A block of data
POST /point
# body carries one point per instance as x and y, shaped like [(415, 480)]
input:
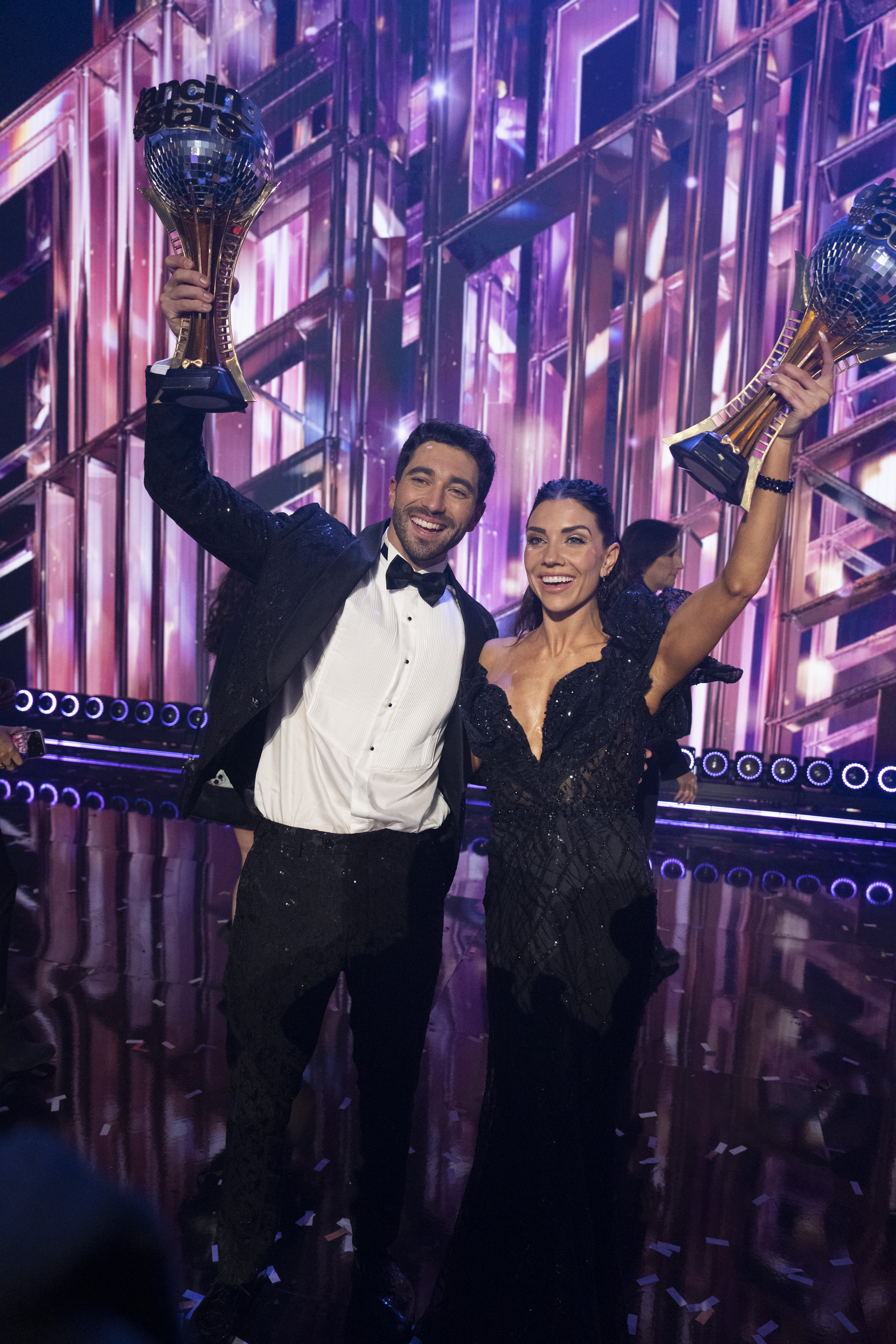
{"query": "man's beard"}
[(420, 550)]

...

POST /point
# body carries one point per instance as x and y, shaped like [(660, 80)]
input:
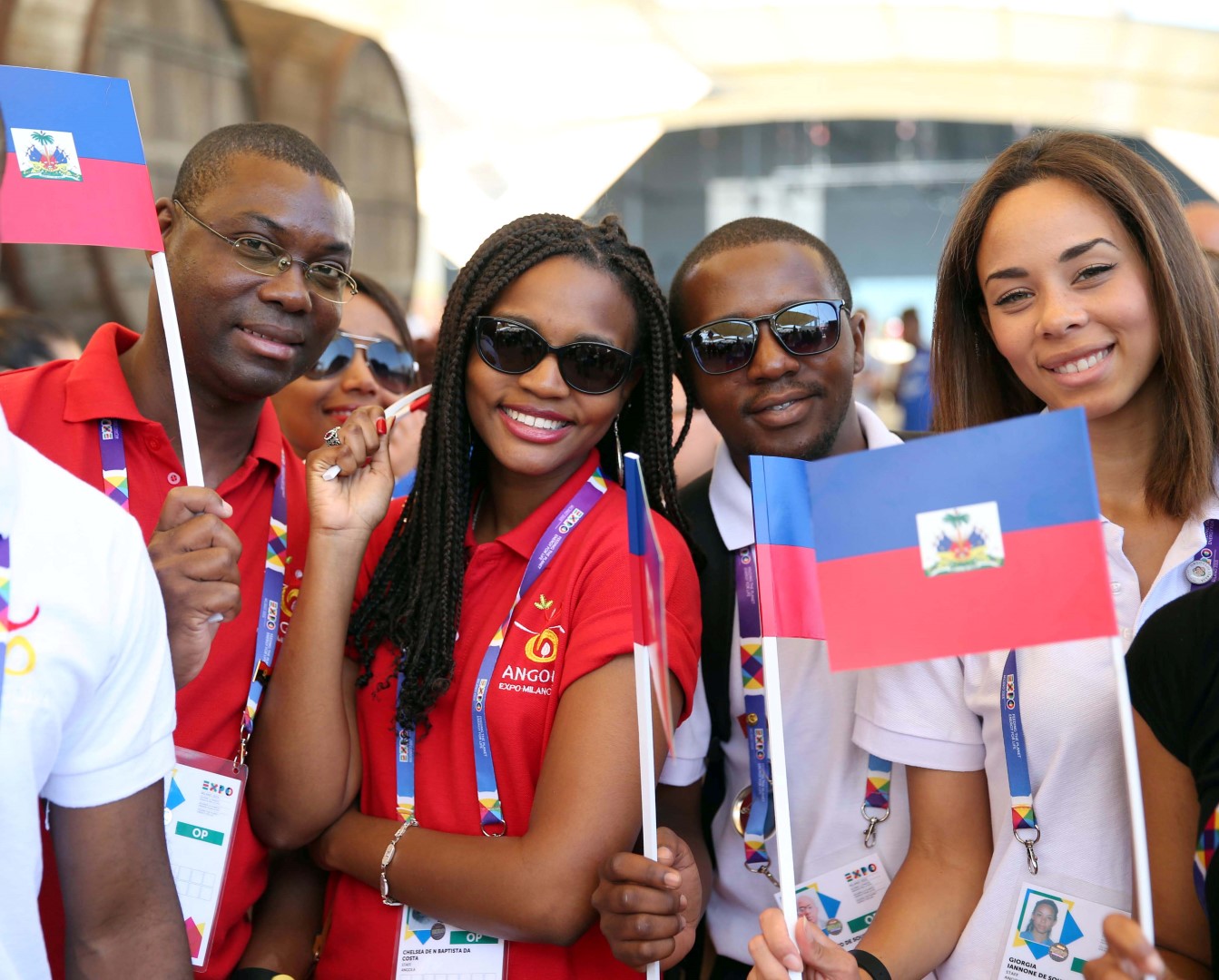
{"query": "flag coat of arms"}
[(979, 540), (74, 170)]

**Task:** Extract every line of the rows above that contains the word "body". Case counts.

**Written answer:**
# body carries one point per instance as x and y, shaped like [(415, 480)]
# body carries one point per instance as x and y, shaped like [(660, 80)]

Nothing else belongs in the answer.